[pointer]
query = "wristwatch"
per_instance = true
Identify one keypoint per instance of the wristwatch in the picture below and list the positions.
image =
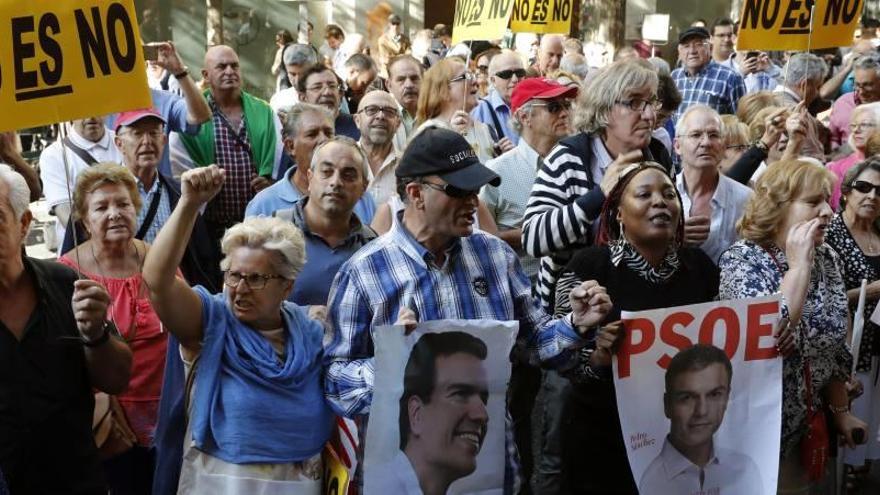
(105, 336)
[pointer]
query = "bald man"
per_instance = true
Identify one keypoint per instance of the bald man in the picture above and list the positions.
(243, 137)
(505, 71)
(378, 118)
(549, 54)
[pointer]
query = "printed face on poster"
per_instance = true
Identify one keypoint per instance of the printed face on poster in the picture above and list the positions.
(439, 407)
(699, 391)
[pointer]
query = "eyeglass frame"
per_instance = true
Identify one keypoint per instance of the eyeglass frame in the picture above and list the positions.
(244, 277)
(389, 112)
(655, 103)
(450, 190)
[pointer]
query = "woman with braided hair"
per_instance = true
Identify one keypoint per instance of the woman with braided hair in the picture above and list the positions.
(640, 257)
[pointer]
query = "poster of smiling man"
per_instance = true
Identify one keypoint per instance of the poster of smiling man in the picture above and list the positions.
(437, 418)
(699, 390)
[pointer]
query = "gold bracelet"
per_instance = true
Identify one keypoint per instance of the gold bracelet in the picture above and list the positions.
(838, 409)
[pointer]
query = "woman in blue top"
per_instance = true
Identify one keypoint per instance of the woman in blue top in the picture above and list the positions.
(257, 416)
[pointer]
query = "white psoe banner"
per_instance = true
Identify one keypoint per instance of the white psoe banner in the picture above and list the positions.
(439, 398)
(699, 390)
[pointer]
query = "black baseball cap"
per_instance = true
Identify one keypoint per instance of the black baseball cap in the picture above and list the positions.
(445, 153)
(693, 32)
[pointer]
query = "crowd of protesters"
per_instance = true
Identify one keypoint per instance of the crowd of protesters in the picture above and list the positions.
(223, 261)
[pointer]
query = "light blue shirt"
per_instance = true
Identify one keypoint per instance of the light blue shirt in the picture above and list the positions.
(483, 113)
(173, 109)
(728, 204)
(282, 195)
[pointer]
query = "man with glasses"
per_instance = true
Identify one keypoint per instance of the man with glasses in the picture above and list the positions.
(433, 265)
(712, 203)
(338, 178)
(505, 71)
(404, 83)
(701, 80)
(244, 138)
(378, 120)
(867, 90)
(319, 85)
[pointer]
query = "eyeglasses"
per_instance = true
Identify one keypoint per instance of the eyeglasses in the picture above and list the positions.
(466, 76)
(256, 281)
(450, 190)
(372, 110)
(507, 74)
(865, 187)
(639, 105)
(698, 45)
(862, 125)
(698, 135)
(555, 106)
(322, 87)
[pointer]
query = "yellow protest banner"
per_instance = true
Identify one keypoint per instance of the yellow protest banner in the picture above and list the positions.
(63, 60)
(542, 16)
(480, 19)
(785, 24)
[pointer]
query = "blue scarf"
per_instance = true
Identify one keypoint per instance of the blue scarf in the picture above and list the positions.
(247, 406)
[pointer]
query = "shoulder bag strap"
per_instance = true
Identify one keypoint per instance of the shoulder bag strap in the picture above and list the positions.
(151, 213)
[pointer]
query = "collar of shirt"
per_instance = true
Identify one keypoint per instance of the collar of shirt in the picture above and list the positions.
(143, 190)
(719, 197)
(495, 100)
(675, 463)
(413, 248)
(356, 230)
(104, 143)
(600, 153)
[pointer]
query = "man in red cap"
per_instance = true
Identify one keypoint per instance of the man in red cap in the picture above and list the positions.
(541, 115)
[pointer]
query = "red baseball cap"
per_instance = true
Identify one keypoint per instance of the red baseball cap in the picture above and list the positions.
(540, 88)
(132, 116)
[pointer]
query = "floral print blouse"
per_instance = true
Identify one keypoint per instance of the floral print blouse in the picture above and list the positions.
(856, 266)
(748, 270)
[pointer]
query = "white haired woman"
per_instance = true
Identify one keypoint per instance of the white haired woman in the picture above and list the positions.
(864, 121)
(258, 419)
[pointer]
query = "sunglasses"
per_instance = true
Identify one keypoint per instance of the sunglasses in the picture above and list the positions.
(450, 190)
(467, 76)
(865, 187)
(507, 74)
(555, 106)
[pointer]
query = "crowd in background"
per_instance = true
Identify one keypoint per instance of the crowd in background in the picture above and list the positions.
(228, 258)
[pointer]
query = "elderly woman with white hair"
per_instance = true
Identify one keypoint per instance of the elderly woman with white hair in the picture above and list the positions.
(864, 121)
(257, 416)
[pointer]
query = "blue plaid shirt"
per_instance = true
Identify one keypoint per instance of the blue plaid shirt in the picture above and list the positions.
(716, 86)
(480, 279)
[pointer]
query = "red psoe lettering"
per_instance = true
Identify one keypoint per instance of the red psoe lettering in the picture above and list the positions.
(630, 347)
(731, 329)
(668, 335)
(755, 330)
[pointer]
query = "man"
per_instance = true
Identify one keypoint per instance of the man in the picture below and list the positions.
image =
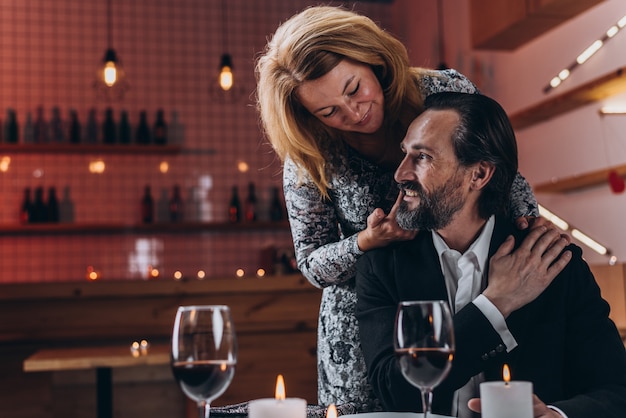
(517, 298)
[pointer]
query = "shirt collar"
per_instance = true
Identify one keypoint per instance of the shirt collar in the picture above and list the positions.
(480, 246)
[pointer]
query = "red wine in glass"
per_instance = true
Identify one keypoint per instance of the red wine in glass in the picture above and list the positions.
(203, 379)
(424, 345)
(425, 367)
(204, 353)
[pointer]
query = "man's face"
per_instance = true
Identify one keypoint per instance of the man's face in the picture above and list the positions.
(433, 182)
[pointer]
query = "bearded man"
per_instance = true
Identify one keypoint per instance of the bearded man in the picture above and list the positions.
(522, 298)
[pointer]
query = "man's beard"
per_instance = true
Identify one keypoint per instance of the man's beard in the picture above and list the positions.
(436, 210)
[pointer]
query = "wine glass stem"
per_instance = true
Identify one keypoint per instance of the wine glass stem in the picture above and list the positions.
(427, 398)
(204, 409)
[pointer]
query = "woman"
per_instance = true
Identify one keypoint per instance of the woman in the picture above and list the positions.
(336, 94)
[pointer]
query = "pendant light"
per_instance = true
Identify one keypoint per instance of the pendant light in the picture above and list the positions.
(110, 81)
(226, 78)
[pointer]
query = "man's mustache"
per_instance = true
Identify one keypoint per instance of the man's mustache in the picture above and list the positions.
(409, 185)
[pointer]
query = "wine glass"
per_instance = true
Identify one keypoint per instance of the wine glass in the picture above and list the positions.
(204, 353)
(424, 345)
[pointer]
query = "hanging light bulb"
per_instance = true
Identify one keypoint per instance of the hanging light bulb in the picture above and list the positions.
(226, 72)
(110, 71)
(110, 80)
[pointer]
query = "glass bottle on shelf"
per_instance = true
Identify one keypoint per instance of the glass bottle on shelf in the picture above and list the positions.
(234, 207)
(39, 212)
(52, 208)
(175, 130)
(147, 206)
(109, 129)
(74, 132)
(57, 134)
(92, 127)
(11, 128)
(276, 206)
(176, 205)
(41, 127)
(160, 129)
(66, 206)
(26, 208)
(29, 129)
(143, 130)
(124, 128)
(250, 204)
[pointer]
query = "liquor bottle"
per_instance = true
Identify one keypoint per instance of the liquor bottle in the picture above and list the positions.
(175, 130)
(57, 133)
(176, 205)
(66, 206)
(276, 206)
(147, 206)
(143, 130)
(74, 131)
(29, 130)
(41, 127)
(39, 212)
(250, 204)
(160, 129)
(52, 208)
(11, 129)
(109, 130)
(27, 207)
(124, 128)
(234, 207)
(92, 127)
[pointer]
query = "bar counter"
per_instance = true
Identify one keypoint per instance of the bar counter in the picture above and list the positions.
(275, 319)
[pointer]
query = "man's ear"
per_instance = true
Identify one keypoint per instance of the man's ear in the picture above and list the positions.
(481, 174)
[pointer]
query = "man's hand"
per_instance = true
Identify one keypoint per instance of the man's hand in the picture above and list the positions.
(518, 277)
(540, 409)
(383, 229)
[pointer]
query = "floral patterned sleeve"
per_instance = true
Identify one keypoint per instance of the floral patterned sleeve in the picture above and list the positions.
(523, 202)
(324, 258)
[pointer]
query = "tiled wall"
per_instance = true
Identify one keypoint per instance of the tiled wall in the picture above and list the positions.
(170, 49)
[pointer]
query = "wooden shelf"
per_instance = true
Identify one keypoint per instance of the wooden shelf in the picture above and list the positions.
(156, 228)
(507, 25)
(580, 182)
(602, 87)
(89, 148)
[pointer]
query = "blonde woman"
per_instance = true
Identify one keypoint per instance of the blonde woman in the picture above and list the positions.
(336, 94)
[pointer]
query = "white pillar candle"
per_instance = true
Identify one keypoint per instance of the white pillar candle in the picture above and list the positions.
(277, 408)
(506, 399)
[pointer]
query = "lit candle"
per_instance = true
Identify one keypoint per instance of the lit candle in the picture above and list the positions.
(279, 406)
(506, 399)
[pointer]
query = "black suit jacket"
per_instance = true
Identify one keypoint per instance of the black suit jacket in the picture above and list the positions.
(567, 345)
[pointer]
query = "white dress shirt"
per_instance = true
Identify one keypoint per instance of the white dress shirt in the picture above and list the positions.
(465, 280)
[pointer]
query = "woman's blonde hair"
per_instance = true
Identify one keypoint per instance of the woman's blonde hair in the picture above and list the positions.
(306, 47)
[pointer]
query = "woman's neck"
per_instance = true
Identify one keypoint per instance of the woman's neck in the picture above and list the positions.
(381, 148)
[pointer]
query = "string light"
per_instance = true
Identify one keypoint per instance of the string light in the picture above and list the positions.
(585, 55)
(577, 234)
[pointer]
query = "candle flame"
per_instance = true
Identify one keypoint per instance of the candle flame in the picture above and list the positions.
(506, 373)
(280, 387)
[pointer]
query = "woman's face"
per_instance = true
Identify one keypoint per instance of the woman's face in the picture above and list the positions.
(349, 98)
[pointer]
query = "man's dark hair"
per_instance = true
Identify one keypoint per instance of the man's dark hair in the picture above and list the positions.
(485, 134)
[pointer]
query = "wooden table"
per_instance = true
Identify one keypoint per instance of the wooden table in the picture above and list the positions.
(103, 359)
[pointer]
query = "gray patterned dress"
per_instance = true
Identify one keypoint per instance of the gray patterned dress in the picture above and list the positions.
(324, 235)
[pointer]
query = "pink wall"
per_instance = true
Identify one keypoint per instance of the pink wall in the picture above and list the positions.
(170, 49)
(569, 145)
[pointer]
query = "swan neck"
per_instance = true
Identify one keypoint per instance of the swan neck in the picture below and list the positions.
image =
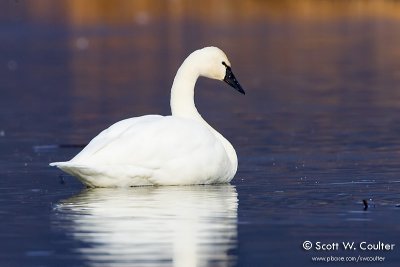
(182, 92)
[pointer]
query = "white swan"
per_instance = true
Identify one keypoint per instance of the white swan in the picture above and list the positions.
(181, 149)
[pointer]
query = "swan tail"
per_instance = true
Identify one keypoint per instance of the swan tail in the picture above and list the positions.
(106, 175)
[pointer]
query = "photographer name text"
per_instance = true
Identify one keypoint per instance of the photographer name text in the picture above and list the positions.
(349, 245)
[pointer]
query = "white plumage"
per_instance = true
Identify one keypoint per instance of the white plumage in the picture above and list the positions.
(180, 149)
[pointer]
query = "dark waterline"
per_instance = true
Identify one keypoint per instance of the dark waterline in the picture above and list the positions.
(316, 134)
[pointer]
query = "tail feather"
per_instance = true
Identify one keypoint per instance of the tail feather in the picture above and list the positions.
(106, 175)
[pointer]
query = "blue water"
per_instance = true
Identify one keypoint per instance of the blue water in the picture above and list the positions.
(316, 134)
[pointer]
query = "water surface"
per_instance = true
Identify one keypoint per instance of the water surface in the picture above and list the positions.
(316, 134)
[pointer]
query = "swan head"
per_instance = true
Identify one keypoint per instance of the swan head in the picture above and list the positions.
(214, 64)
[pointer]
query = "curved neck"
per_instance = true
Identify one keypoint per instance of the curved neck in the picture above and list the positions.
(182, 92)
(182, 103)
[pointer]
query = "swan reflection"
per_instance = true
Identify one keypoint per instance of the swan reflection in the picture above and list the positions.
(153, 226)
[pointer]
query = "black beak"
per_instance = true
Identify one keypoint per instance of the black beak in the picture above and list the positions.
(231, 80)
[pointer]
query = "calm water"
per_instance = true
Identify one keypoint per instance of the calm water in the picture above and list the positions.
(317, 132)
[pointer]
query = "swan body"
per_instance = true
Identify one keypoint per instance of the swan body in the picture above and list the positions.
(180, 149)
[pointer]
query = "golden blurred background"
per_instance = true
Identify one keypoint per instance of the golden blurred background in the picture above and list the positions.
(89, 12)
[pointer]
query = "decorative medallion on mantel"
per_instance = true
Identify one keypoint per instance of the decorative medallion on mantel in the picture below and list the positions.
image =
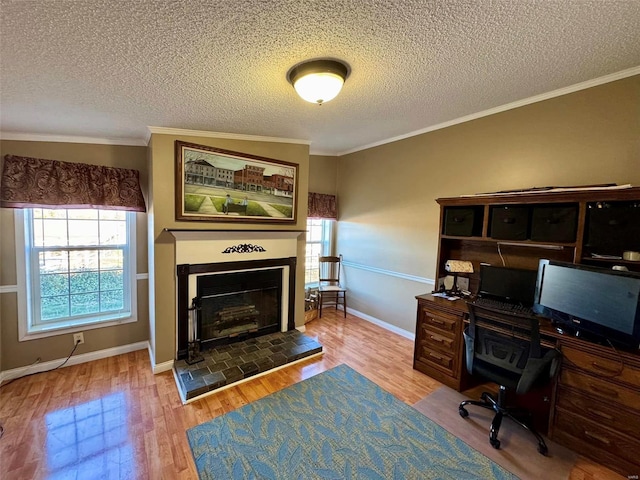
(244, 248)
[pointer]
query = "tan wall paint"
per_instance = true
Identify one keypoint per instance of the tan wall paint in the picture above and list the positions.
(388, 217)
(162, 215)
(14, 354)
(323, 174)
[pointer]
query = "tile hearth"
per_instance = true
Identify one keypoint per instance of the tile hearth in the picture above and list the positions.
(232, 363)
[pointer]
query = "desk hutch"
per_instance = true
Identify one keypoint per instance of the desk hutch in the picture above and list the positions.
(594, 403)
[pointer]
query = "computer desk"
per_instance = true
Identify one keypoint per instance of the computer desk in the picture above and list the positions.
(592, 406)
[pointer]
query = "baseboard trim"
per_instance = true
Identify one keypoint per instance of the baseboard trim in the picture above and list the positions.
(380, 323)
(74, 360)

Work required. Locate each line above that contains the word "liquor" and copy those lines.

Output of the exercise.
query = "liquor bottle"
Identify one keypoint per instance of the liquor bottle in the picture above and list the positions.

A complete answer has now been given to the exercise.